**DATA PROVIDED:**
>> START
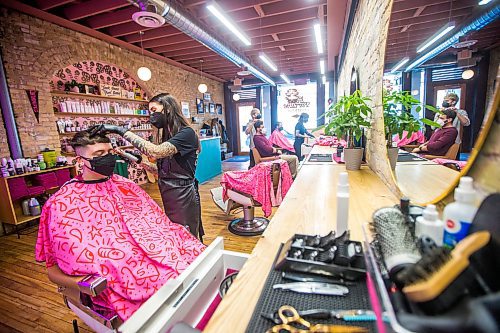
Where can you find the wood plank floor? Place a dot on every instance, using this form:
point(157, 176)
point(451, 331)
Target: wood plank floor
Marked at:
point(29, 301)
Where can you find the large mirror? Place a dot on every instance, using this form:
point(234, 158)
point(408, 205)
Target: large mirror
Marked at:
point(440, 56)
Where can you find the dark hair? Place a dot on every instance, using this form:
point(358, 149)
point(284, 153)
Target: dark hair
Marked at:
point(258, 124)
point(83, 139)
point(450, 114)
point(175, 121)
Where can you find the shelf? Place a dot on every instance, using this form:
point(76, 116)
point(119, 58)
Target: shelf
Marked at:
point(41, 171)
point(77, 114)
point(98, 97)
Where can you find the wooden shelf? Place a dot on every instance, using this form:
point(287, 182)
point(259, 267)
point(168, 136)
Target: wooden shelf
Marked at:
point(98, 97)
point(77, 114)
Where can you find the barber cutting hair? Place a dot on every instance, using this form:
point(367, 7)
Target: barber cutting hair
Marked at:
point(176, 160)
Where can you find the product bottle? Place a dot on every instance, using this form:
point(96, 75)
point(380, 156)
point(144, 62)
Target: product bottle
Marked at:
point(342, 203)
point(34, 207)
point(430, 225)
point(458, 215)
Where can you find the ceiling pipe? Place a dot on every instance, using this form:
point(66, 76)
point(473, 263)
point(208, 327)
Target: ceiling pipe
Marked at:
point(475, 24)
point(178, 17)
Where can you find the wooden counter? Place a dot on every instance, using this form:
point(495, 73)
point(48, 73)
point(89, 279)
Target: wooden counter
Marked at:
point(309, 207)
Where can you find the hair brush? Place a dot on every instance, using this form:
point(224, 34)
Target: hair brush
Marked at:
point(443, 277)
point(394, 240)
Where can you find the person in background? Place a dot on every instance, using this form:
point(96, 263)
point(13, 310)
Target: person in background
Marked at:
point(441, 140)
point(176, 160)
point(300, 134)
point(103, 224)
point(266, 149)
point(250, 131)
point(450, 102)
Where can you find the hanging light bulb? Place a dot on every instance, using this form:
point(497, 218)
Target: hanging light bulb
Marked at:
point(143, 72)
point(202, 88)
point(467, 74)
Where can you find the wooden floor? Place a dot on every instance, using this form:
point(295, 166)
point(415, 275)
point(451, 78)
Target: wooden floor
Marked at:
point(29, 301)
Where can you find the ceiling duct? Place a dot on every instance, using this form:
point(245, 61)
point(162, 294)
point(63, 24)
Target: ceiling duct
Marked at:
point(175, 15)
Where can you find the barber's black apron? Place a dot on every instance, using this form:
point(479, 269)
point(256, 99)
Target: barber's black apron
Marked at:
point(180, 196)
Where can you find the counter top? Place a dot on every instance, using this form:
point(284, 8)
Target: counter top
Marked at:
point(309, 207)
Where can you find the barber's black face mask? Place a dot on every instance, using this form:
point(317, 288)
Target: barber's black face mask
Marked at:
point(103, 165)
point(157, 119)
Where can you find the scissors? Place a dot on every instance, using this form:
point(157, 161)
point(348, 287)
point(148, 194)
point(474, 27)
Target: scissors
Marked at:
point(289, 315)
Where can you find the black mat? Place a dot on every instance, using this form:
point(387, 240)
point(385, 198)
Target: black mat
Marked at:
point(271, 300)
point(321, 158)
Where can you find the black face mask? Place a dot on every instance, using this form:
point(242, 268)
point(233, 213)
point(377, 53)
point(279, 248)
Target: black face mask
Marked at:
point(157, 119)
point(103, 165)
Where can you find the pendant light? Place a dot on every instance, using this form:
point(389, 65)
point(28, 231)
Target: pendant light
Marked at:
point(143, 72)
point(202, 87)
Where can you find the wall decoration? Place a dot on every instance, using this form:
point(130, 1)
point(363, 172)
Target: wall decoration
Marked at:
point(199, 106)
point(185, 109)
point(218, 108)
point(33, 97)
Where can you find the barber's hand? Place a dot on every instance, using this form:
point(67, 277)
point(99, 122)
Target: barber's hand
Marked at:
point(103, 129)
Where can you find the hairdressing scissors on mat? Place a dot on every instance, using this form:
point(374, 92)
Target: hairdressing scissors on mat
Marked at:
point(289, 316)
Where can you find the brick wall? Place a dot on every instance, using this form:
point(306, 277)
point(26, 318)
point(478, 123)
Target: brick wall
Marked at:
point(365, 52)
point(33, 50)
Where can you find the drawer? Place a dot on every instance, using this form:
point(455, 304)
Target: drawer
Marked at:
point(186, 298)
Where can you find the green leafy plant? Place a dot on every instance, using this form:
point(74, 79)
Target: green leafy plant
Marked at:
point(348, 117)
point(396, 122)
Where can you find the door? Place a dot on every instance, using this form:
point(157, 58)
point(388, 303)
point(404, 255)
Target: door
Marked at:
point(243, 111)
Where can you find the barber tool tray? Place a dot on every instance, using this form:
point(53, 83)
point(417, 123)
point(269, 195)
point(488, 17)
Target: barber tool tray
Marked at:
point(311, 302)
point(328, 255)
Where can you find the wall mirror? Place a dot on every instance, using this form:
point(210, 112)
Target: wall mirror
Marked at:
point(438, 51)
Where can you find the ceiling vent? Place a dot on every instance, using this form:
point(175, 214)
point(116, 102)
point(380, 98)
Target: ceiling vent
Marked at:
point(149, 18)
>> END
**SET PROBLEM:** Switch every "Place a dot" in the listing above to "Put a marker" and write out all of its lines again with nothing else changed. Leave the pictures out.

**CORRECT RESULT:**
Where can you find the wood plank floor? Put a marker on every instance, using this form:
point(157, 176)
point(451, 331)
Target: wood plank floor
Marked at:
point(29, 301)
Where can you find the large mirror? Put a marker on every instance, using this form:
point(234, 158)
point(408, 205)
Target: large mirror
Marked at:
point(440, 56)
Where can you find the dark hair? Put a marker on every instance, using this form:
point(358, 149)
point(284, 153)
Target: dark hair
Marked at:
point(258, 124)
point(83, 139)
point(450, 114)
point(175, 121)
Where can you find the shelf? Put a marker on every instance, using this form:
point(76, 116)
point(119, 58)
Target: shelf
Marked at:
point(41, 171)
point(77, 114)
point(98, 97)
Where can you find the wooden shelf? Put a marker on every instance, using this form:
point(287, 182)
point(259, 267)
point(168, 136)
Target: wooden shelf
Marked at:
point(98, 97)
point(77, 114)
Where can you find the barber cutting hair? Put a marker on every instance, using this form:
point(367, 7)
Target: barber cutting hair
Marked at:
point(176, 160)
Where can you find the product bottle? Put a marker on every instance, using this form:
point(96, 75)
point(380, 156)
point(144, 62)
Target: product bottle
Marked at:
point(342, 203)
point(34, 207)
point(430, 225)
point(458, 215)
Where can you find the ceiling pipe? Put a marker on every instance, using this form:
point(66, 76)
point(473, 263)
point(208, 327)
Target: ceiling pipe
Marked at:
point(475, 24)
point(178, 17)
Where can you find the wooden counter? Put a marker on every instance, using this form:
point(495, 73)
point(48, 73)
point(89, 279)
Target: wooden counter
Marked at:
point(309, 207)
Where can you find the hair brush? Put a marker on every instance, using this form:
point(224, 34)
Target: hair brush
Marked at:
point(443, 277)
point(394, 240)
Where can you find the person in background? Put a marker on every instance, using this form:
point(96, 263)
point(13, 310)
Target: person in background
Marked at:
point(441, 140)
point(176, 160)
point(300, 134)
point(103, 224)
point(266, 149)
point(250, 131)
point(450, 102)
Where can you find the hanging light bulb? Put a marker on every instance, using this form:
point(497, 218)
Target: hanging light bulb
Marked at:
point(143, 72)
point(202, 88)
point(467, 74)
Where can you find the wooden floor? Put a marker on every instance, using this form:
point(295, 166)
point(415, 275)
point(451, 78)
Target: wooden floor
Marked at:
point(29, 301)
Where can you find the ceiling duct? Put a marker on every instance, using this form:
point(245, 61)
point(162, 294)
point(63, 24)
Target: ceiling duct
Marked at:
point(175, 15)
Where can you find the barber's black apron? Put a marker on every instance, using this form:
point(479, 269)
point(256, 99)
Target: barber's black apron
Marked at:
point(180, 196)
Where can you find the counter top? Put a marker on every instance, using this form:
point(284, 8)
Target: counter top
Marked at:
point(309, 207)
Where can you find the barber's black face mask? Put a marker on every instance, using this form:
point(317, 288)
Target: barber's black face mask
Marked at:
point(103, 165)
point(157, 119)
Where can you find the scissors? Put a marker on every instance, using this form:
point(157, 161)
point(348, 287)
point(148, 194)
point(474, 27)
Target: scissors
Marked at:
point(289, 315)
Where can you find the black mat? Put a marker on every instance, using this form:
point(387, 240)
point(385, 198)
Target: black mat
Marked at:
point(271, 300)
point(321, 158)
Where can you find the black face mask? Put a marker on every instance, using this form:
point(242, 268)
point(233, 213)
point(377, 53)
point(279, 248)
Target: black face mask
Marked at:
point(157, 119)
point(103, 165)
Where can you find the pendant light? Put a marker on every instance, using this form:
point(389, 65)
point(28, 231)
Target: pendant light
Marked at:
point(143, 72)
point(202, 87)
Where can you find the wall decoration? Put a marker on every instance, using this form:
point(130, 1)
point(363, 172)
Target: wall decoration
Marked at:
point(199, 106)
point(185, 109)
point(218, 108)
point(33, 97)
Where can you find the barber's hand? Put a marker on every instance, using this form:
point(67, 277)
point(99, 122)
Target: barber's hand
Marked at:
point(103, 129)
Where can you find the hairdressing scissors on mat? Put a marker on every instance, using this form:
point(374, 92)
Target: hairdressing scissors on mat
Marked at:
point(289, 316)
Where can you find the brick wall? Put a marker on every instance, using this form:
point(306, 277)
point(26, 318)
point(478, 123)
Target: brick wall
Marked at:
point(365, 52)
point(33, 50)
Where can you find the drawer? Put a marker on every instance, using this form:
point(455, 304)
Target: drawer
Marked at:
point(186, 298)
Where can you find the green leafy plant? Put a marker on every instance, using this form:
point(74, 79)
Target: green leafy plant
Marked at:
point(348, 117)
point(396, 122)
Where can you find the door? Put a marker on every instance, using this form:
point(157, 58)
point(388, 303)
point(404, 255)
Target: door
Marked at:
point(243, 111)
Where can you find the barber tool tray? Put a marker on every instance, using this form:
point(53, 83)
point(417, 123)
point(269, 195)
point(488, 17)
Target: barber tool tray
Marked at:
point(311, 302)
point(328, 255)
Where can you find the wall mirror? Put a marker on every instance, using this form:
point(210, 112)
Target: wall mirror
Marked at:
point(438, 51)
Where can you find the ceiling vent? Put a marker on every instance, using this form:
point(175, 214)
point(116, 102)
point(380, 98)
Target: ceiling vent
Marked at:
point(149, 18)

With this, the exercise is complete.